Instructions for the task:
Reproduce the records from their beginning through the line containing "top-left (213, 30), bottom-right (249, 61)", both ends included and requests kept, increasing every coordinate in the answers by 121.

** begin Extracted data **

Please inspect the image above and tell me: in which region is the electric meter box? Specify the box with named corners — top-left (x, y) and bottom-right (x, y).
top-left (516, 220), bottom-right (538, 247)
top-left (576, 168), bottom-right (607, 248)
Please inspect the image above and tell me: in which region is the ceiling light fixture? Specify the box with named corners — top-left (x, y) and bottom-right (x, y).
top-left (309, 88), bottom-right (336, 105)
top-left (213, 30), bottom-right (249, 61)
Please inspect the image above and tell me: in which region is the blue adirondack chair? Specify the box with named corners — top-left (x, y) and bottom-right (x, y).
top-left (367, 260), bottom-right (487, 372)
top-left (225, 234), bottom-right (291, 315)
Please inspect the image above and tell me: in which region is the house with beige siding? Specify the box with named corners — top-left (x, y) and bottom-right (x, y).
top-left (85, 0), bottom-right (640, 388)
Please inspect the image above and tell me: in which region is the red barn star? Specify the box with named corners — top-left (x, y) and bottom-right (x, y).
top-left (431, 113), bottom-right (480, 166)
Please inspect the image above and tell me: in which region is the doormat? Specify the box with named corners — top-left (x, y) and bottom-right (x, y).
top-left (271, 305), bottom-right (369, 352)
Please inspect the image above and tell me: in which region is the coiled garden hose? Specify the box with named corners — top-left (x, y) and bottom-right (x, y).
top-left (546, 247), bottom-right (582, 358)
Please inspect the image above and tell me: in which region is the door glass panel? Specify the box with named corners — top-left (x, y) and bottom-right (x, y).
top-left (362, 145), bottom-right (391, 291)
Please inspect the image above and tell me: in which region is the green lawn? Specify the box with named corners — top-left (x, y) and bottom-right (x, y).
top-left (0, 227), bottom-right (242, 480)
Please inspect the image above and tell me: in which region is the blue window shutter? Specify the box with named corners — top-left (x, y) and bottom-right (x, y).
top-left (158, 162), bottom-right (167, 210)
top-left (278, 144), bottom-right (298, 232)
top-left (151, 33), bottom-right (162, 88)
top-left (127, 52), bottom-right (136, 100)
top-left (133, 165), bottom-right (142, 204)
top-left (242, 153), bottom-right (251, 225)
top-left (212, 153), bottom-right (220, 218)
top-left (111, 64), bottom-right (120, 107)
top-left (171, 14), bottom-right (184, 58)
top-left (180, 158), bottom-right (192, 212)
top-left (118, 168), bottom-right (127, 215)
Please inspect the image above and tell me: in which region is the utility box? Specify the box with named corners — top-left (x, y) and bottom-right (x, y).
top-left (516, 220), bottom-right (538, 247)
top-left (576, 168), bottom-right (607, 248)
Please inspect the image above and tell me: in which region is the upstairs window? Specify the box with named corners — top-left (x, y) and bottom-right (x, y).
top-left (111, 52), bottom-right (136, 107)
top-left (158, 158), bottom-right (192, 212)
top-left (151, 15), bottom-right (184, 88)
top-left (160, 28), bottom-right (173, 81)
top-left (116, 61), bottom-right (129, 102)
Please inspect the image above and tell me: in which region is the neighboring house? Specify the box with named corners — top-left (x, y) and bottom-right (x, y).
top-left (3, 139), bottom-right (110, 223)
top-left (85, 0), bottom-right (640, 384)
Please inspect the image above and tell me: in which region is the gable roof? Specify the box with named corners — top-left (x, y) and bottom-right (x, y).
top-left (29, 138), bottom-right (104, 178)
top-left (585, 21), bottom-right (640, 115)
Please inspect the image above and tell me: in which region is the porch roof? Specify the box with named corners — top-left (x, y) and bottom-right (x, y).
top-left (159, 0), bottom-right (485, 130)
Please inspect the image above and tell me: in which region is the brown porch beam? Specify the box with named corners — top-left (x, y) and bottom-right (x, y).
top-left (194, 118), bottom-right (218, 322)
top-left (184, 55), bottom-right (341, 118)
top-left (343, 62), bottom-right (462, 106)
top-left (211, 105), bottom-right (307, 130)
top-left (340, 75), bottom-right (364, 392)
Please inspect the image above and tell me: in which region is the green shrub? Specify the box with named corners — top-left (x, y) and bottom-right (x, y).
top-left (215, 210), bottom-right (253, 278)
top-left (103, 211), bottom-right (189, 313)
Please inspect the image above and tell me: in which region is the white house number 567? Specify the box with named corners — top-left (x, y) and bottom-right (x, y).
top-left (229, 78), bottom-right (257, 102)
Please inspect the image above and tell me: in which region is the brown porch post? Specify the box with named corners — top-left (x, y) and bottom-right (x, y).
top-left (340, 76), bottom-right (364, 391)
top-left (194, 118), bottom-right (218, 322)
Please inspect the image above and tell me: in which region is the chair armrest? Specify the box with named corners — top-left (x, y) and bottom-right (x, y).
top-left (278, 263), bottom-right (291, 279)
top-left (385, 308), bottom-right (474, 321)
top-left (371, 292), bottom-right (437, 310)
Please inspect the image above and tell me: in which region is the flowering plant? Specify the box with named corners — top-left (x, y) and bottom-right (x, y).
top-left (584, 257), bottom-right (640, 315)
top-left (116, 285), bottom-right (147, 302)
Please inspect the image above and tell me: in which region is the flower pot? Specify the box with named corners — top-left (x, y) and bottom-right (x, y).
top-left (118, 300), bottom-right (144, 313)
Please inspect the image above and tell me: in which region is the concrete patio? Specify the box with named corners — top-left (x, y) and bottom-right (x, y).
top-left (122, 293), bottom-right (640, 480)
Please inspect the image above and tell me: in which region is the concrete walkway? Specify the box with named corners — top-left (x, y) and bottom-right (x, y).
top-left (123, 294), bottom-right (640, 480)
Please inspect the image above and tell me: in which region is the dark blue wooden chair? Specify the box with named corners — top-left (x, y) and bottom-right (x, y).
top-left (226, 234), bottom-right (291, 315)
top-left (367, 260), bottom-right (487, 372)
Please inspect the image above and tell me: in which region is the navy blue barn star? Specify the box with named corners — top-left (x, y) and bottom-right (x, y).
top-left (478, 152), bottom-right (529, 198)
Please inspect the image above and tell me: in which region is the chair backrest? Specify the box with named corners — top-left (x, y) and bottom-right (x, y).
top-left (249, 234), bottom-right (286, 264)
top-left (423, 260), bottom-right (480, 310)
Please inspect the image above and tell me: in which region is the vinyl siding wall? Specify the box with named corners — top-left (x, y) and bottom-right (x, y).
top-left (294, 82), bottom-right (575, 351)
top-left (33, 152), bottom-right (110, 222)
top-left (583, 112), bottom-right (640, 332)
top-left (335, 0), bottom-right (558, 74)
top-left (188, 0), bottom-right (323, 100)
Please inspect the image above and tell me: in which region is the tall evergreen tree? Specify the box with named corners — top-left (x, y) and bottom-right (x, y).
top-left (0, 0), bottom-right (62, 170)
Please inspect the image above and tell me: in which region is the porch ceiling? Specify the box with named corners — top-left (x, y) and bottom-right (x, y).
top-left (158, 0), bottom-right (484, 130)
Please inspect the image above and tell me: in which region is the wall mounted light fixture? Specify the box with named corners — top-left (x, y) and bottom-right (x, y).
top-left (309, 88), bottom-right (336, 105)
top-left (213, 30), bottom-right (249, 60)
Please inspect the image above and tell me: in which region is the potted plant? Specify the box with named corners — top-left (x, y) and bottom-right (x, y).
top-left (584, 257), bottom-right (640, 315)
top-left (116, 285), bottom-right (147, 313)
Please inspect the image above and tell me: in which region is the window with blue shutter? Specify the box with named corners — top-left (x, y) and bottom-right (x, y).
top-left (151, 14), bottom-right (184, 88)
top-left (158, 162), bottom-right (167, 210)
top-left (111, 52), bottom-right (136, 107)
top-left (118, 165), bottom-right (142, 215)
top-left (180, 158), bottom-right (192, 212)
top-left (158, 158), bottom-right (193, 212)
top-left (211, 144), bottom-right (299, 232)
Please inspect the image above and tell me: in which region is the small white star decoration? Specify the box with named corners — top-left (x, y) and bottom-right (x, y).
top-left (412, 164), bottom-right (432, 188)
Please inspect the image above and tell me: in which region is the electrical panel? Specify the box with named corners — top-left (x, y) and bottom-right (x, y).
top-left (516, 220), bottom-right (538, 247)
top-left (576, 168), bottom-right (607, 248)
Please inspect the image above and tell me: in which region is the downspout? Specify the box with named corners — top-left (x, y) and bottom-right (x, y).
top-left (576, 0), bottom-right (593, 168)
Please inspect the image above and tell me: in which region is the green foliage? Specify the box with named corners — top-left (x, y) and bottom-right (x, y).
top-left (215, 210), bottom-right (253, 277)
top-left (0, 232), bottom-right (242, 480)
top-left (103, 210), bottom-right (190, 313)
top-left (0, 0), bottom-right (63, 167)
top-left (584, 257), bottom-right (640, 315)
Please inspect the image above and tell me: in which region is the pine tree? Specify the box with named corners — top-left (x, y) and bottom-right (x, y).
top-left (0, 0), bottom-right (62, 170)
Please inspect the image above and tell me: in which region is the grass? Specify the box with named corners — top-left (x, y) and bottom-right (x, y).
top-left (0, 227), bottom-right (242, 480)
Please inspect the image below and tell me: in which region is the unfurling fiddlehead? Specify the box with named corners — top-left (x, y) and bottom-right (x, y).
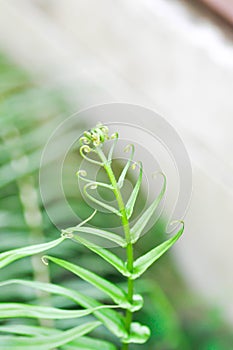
top-left (72, 124), bottom-right (183, 350)
top-left (0, 124), bottom-right (184, 350)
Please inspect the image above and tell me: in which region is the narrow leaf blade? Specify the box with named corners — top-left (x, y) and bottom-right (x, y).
top-left (123, 322), bottom-right (150, 344)
top-left (44, 255), bottom-right (130, 308)
top-left (74, 235), bottom-right (131, 277)
top-left (0, 321), bottom-right (101, 350)
top-left (0, 236), bottom-right (66, 268)
top-left (126, 162), bottom-right (143, 219)
top-left (0, 279), bottom-right (127, 338)
top-left (133, 222), bottom-right (184, 279)
top-left (131, 174), bottom-right (166, 243)
top-left (0, 303), bottom-right (115, 320)
top-left (70, 226), bottom-right (126, 247)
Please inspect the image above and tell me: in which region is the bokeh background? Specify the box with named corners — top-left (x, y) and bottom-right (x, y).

** end Extracted data **

Answer to this task:
Please inspect the image above and tell me: in which region is the electric meter box? Specify the box with named corners — top-left (x, y) and bottom-right (x, y).
top-left (637, 341), bottom-right (659, 368)
top-left (697, 289), bottom-right (728, 369)
Please inspect the image above and tell me: in which region is the ceiling light fixture? Specify the box with named corners — top-left (x, y) and bottom-right (x, y).
top-left (430, 209), bottom-right (457, 226)
top-left (334, 151), bottom-right (370, 182)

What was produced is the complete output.